12 min read

postcards from the coromandel peninsula

postcards from the coromandel peninsula

day one // auckland to waiomu

we pack in the thick warm soup of the morning, both of us covered in a sticky sheen of sweat within minutes. cold showers and we’re cool for a few minutes before commenting again how much like singapore this humidity feels.

on the ferry there’s almost no difference between precipitation and cloud. the hazy outlines of the hauraki gulf islands sliding in and out of view as we glide between water and liquid air.

our journeying needs more time now we’re travelling in an electric car.

we stop, multiple times to replenish the battery, noting down battery usage, charging times, kilometres travelled. each stop, a slower kind of movement through time than we’ve been used to. i pull out my book and read while we wait. a distraction from the heat. we wind the windows down to let in as much of the breeze as we can. but its all hot air, inside and out.

our room for the night is a little studio unit by the sea. the light on the horizon across the firth of thames, the green of watermelon skin one minute and thin silvery lines the next. i watch it vibrating on the water, glistening on the foamy waves. the wind pushes hot and thick through one side of the room and out the other. not cool enough to do anything but slice softly through the stillness that was there when we arrived.

the local cafe closes too early for us to visit. so we order fish & chips from boomerang takeaways back one bay at te puru. the fish tastes fresh & delicious. the wedges perfectly crisp. a generous serving of both that we can’t finish.

we sit outside, watching the shifting colours in the darkening canvas of the sky. feeling the hot air on our sticky skin. it’s 8:30 in the evening before the cicadas show signs of calling it a night and there’s a cooler breeze reshaping the air between us.

:::::

◆ **WORK TO COMPLETE**
(a) Put the entries' lines into a numbered list, starting with the line that contains "of the window" and going on through the last line of the entries, with blank lines left out.
(b) Write what comes next in the Coromandel Peninsula travel journal, picking up right after its final sentence.

:::::

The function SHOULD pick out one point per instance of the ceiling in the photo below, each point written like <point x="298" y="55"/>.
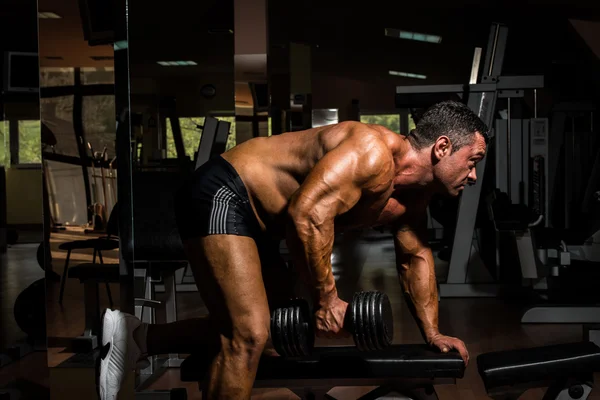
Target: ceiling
<point x="347" y="40"/>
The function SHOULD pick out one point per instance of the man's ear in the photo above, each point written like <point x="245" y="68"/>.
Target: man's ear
<point x="442" y="147"/>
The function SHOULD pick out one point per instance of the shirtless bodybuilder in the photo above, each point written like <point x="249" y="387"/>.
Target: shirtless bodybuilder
<point x="301" y="187"/>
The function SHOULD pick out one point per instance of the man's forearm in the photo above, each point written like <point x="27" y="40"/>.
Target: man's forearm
<point x="420" y="289"/>
<point x="310" y="249"/>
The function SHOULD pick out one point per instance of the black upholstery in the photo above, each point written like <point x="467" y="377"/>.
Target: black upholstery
<point x="101" y="244"/>
<point x="95" y="272"/>
<point x="397" y="361"/>
<point x="512" y="367"/>
<point x="155" y="234"/>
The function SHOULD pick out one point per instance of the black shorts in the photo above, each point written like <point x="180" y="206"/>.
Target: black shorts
<point x="214" y="201"/>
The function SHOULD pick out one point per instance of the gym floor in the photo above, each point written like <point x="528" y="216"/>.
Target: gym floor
<point x="484" y="324"/>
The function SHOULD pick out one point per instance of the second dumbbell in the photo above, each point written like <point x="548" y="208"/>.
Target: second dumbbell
<point x="368" y="317"/>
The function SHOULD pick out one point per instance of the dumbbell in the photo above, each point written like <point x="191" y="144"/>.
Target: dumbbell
<point x="368" y="317"/>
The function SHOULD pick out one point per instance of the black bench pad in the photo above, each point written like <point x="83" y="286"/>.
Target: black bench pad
<point x="98" y="244"/>
<point x="512" y="367"/>
<point x="95" y="272"/>
<point x="345" y="362"/>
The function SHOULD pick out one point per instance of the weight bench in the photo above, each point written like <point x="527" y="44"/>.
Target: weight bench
<point x="566" y="369"/>
<point x="411" y="370"/>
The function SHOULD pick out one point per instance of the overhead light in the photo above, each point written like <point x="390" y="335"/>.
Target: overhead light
<point x="220" y="31"/>
<point x="48" y="15"/>
<point x="176" y="63"/>
<point x="408" y="75"/>
<point x="419" y="37"/>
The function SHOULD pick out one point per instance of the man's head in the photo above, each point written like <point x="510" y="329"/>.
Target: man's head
<point x="456" y="139"/>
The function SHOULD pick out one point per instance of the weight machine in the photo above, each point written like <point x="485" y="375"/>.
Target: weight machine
<point x="481" y="98"/>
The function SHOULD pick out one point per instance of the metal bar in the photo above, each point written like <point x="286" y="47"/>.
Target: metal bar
<point x="418" y="89"/>
<point x="80" y="140"/>
<point x="500" y="47"/>
<point x="220" y="143"/>
<point x="504" y="83"/>
<point x="475" y="66"/>
<point x="508" y="154"/>
<point x="562" y="315"/>
<point x="466" y="290"/>
<point x="520" y="82"/>
<point x="170" y="303"/>
<point x="490" y="52"/>
<point x="178" y="139"/>
<point x="124" y="156"/>
<point x="207" y="140"/>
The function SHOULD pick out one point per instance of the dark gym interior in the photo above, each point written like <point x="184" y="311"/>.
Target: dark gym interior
<point x="107" y="106"/>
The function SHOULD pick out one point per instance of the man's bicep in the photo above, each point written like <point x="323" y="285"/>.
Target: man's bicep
<point x="336" y="182"/>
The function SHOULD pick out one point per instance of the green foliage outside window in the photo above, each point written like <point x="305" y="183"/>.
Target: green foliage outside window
<point x="390" y="121"/>
<point x="191" y="133"/>
<point x="4" y="143"/>
<point x="30" y="142"/>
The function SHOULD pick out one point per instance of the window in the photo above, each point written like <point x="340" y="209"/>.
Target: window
<point x="191" y="133"/>
<point x="57" y="114"/>
<point x="99" y="122"/>
<point x="4" y="143"/>
<point x="231" y="142"/>
<point x="52" y="77"/>
<point x="97" y="76"/>
<point x="30" y="146"/>
<point x="390" y="121"/>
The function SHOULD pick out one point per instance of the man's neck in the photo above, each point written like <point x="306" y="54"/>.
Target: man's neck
<point x="413" y="169"/>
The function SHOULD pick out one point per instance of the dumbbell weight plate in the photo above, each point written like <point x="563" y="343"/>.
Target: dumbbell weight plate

:::::

◆ **TASK-BY-TASK OUTPUTS**
(a)
1. The function SHOULD pick out one point per instance of the window in the photo above, each point written like <point x="340" y="209"/>.
2. Target: window
3. <point x="191" y="133"/>
4. <point x="57" y="114"/>
5. <point x="99" y="122"/>
6. <point x="4" y="143"/>
7. <point x="231" y="142"/>
8. <point x="52" y="77"/>
9. <point x="97" y="76"/>
10. <point x="30" y="146"/>
11. <point x="390" y="121"/>
12. The function SHOULD pick out one point per instance of the man's neck in the photo above, each point written like <point x="306" y="54"/>.
13. Target: man's neck
14. <point x="413" y="169"/>
15. The function SHOULD pick out one point per instance of the dumbbell weight plate in the photo above, each point written like <point x="563" y="343"/>.
16. Target: dumbbell weight plate

(b)
i have a cold shower before bed, lying on top of cotton sheets, willing the breeze to keep moving through our room as we sleep. the incoming tide rolling like thunderclaps onto the rocky shore outside. the humming of the fan inside. one single cricket. these last three things i hear before i sleep.


day two // waiomu to blue haven, waitete bay

the water in the bay has transformed into white-capped rolling waves as a cyclone arrived during the night. i watch the white plastic chairs gradually being pushed sideways across the deck outside our room with each new gust of wind. the cyclone strong enough to shake our cabin.

we pack the car and drive to a local cafe for breakfast, even though it’s walking distance. they have an ev plug for guests. so we charge (slowly) whilst we eat. there’s power cuts further up the peninsula and we don’t want to take any chances. the perils of taking an ev on a road trip in a semi-remote area with only a few places to recharge. only a small part of me is worried, but i now understand how range anxiety feels in my body.

we drive north through the cyclone, dodging fallen trees, slowing where the road is strewn with debris pushed up from the beach. the wind gusts whipping the waves into frothy white peaks along the coastline.

arriving at blue haven in the hills above waitete bay, we hastily unpack then drive over to colville to see what’s there. the colville store is a marvel – stocking everything from incense to gardening tools. the forager’s kitchen next door is also open so we head in there for lunch. once back at blue haven we plug the car in to charge, thankful that our accommodation has a caravan plug nearby that our hosts are happy for us to use. hunkering down with a g&t and some reading material, we watch the last of the cyclone blow over and the skies clear.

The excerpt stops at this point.